• [Questions on the material]:
1. Write out the passage about Ferguson and Fry, beginning at "As host of The" and ending after "experiences with substance abuse.".
2. According to the passage about Ferguson and Fry, what year was the appearance that Ferguson called an "experiment" on the air?

• [Source extract]:
★ ★ ★
As host of The Late Late Show, Ferguson always offered true variety. There were occasional trips to foreign lands, a liberal smattering of puppets, and guests that sometimes occupied the space outside the norm and other times seemed relieved at the prospect of straying from the typical press tour blather. At times, Ferguson was a smart-ass with his feet up on the desk and his “give-a-f*ck” out the window, but he was also often driven by curiosity and keenly able to convey vulnerability, like when he talked about loss and his experiences with substance abuse.
As Ferguson’s guest, Fry matched him in curiosity and a willingness to open himself up and also speak about his past history with substance abuse. The two also explored mental health issues and Fry’s experiences with being bipolar before jumping into a conversation about sexual hangups, censorship, and America’s confusing double standard when it comes to the way we use the terminology describing sex and violence. They also spoke about American optimism.
The 2010 “experiment,” as Ferguson called it on the air, stands out as his and Fry’s finest collaboration, elevating an hour of introspective conversation to something of a minor sensation (among late night comedy nerds and the media), but there are also two charming appearances from 2006 and 2009 for you to truffle hunt for on YouTube and another special episode that followed in 2013.
★ ★ ★
• [Data to examine]:
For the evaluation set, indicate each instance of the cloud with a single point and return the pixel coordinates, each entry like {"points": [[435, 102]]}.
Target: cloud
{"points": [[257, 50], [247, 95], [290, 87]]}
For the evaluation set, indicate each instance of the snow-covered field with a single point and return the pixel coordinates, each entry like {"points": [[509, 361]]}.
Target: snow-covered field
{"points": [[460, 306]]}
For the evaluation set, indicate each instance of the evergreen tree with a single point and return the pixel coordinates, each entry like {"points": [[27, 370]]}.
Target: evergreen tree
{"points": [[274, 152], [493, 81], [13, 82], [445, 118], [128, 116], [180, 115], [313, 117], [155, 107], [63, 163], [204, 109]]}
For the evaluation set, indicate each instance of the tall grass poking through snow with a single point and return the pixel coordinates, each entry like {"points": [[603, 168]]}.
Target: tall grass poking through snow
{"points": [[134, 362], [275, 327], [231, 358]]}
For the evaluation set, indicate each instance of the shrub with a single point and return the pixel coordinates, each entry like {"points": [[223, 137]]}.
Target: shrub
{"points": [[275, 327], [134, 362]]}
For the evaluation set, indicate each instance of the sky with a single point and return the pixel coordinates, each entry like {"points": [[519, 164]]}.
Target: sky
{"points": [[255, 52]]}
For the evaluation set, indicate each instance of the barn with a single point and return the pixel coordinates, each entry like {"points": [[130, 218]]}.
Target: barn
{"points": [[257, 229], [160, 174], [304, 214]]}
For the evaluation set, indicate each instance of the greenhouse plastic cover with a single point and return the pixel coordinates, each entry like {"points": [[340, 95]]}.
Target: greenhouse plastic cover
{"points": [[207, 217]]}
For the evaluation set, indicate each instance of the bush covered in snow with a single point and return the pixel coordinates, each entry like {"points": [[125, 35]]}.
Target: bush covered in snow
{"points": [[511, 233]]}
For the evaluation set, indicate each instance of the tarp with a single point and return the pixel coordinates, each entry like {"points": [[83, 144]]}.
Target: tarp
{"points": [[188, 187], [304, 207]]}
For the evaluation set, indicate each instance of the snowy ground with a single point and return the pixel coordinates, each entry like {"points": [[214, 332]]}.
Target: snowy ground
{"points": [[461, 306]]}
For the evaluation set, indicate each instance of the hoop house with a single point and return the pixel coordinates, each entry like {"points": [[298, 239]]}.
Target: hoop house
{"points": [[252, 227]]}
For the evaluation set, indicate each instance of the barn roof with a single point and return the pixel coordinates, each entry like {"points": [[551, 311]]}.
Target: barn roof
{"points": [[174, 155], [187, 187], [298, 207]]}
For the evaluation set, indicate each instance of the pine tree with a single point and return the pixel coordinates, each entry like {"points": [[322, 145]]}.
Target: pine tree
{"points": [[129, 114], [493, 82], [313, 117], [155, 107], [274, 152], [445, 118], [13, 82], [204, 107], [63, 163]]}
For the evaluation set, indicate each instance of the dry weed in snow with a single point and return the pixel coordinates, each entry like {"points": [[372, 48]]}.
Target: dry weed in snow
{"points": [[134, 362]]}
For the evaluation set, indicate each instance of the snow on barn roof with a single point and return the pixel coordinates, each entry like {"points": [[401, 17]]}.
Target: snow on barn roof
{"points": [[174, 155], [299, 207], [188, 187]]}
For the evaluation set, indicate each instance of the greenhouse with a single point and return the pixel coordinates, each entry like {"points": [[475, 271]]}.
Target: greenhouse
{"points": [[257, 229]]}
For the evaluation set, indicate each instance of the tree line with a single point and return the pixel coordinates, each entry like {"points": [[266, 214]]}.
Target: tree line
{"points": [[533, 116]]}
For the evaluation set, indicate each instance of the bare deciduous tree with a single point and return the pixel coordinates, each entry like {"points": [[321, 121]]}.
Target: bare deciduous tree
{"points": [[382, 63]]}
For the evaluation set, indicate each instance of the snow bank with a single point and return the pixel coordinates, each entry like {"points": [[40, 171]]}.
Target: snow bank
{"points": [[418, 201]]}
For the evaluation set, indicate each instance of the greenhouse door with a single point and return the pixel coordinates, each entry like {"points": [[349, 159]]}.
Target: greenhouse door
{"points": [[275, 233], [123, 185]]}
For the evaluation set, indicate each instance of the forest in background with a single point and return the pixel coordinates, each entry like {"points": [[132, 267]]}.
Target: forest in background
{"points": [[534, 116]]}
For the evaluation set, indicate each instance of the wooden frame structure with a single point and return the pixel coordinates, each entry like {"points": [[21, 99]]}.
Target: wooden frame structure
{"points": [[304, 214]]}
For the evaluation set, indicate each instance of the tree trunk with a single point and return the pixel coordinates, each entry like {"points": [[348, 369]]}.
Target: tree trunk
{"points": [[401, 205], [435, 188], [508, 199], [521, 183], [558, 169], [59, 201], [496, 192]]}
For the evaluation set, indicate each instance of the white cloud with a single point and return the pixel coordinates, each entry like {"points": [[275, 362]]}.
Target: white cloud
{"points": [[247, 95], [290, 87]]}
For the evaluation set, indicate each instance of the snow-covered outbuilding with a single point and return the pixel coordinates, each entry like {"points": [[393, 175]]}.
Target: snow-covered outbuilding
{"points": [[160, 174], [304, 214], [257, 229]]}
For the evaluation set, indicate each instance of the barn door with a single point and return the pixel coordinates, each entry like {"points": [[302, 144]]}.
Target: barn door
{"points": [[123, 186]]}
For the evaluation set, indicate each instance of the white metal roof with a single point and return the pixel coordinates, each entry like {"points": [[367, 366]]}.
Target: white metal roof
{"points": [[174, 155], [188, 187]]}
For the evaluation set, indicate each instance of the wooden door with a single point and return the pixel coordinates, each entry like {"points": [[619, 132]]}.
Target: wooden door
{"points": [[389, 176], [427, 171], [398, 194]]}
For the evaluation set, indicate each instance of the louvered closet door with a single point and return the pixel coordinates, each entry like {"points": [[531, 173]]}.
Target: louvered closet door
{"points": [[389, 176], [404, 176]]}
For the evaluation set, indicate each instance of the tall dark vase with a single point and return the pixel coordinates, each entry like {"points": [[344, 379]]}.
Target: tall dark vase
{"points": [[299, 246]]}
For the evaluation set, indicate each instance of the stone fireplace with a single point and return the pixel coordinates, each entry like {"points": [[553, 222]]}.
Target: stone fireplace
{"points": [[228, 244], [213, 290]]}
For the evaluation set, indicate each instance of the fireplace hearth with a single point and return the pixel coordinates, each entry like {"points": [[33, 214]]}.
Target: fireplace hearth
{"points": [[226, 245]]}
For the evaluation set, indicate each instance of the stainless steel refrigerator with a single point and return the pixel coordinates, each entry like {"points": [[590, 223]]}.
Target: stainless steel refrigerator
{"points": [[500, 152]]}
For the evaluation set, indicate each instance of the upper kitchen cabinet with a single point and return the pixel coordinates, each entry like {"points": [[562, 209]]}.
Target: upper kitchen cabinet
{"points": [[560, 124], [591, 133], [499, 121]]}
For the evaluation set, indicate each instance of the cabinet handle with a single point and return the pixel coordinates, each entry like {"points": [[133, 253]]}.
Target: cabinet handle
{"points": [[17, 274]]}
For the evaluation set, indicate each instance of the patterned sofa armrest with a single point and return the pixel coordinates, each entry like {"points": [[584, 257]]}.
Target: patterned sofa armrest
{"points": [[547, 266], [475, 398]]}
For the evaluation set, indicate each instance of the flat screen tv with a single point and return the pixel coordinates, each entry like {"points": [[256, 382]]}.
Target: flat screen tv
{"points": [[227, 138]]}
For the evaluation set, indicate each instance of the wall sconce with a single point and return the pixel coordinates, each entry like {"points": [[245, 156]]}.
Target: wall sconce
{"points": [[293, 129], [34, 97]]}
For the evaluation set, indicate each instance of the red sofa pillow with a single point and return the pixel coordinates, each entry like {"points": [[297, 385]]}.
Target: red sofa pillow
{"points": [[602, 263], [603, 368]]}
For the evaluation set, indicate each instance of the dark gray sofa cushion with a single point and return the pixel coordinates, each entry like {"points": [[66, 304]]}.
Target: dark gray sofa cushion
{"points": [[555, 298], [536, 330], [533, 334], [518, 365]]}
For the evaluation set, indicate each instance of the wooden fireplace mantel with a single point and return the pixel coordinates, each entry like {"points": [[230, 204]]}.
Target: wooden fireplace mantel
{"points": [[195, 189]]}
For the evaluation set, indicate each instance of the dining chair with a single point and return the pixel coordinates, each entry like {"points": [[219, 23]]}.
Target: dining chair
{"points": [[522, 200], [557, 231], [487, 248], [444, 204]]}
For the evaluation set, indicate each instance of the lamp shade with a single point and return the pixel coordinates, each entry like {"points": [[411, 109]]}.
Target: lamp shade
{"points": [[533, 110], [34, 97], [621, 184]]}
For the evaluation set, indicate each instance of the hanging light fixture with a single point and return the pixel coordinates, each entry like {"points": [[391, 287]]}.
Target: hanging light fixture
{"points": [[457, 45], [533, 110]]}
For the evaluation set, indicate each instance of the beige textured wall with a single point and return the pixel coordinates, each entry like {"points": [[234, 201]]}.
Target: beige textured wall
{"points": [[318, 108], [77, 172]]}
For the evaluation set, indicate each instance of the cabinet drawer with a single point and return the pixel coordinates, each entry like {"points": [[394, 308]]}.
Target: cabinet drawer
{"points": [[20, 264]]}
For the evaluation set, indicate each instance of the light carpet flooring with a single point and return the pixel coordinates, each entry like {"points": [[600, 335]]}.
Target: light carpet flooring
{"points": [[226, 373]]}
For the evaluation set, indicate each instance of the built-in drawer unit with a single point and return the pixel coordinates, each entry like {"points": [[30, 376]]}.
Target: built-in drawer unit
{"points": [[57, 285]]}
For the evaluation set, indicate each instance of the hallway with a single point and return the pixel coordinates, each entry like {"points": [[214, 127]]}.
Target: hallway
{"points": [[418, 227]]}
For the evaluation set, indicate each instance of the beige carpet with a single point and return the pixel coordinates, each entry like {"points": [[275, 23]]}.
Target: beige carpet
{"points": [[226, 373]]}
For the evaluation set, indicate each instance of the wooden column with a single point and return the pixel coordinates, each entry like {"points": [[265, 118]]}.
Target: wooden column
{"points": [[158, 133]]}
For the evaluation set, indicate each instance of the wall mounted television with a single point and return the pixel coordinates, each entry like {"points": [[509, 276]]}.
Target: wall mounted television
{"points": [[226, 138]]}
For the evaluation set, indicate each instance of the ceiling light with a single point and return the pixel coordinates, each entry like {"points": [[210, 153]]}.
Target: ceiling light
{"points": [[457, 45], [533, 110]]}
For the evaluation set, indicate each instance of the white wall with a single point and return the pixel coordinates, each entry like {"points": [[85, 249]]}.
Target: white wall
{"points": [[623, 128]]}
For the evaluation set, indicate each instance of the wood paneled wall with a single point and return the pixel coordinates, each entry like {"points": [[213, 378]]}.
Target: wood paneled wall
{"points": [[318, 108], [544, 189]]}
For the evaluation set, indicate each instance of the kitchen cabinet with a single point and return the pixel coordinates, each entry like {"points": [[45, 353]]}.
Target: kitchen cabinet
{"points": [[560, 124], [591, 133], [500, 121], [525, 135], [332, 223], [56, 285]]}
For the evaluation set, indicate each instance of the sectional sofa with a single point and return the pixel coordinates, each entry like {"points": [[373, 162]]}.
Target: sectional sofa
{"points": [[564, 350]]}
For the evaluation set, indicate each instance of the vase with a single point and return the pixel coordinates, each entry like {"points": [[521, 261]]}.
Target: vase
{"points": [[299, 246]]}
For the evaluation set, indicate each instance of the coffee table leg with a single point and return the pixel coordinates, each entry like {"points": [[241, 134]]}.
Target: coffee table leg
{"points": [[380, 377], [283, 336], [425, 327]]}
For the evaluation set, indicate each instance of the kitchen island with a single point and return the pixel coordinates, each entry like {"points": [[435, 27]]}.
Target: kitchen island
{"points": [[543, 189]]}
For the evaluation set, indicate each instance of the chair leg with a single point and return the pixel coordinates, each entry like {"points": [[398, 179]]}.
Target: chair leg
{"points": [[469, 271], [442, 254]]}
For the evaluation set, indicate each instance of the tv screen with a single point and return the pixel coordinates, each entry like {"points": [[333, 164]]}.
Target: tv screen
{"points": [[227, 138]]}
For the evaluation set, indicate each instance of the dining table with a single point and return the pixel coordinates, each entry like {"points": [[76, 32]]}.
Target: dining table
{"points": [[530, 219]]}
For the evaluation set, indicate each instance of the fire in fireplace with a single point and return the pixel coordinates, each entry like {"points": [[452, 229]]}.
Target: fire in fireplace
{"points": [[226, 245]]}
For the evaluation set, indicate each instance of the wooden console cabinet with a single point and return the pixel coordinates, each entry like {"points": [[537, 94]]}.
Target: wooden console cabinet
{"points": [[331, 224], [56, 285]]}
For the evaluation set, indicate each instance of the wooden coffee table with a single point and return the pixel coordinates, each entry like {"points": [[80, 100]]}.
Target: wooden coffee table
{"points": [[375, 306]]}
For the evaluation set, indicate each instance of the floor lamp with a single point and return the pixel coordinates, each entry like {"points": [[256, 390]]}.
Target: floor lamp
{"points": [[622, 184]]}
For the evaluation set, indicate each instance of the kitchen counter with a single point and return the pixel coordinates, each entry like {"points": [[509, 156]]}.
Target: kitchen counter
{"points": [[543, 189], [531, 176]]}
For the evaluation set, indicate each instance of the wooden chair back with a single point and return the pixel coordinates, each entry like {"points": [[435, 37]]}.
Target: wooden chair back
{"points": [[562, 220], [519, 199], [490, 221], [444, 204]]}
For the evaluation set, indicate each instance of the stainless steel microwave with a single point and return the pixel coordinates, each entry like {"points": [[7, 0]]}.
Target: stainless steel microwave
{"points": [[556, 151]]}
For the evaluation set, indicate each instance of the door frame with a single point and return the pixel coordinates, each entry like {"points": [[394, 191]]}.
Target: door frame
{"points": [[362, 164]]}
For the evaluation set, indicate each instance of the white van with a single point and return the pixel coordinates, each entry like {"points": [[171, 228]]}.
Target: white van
★ ★ ★
• [Per-task outputs]:
1.
As host of The Late Late Show, Ferguson always offered true variety. There were occasional trips to foreign lands, a liberal smattering of puppets, and guests that sometimes occupied the space outside the norm and other times seemed relieved at the prospect of straying from the typical press tour blather. At times, Ferguson was a smart-ass with his feet up on the desk and his “give-a-f*ck” out the window, but he was also often driven by curiosity and keenly able to convey vulnerability, like when he talked about loss and his experiences with substance abuse.

2. 2010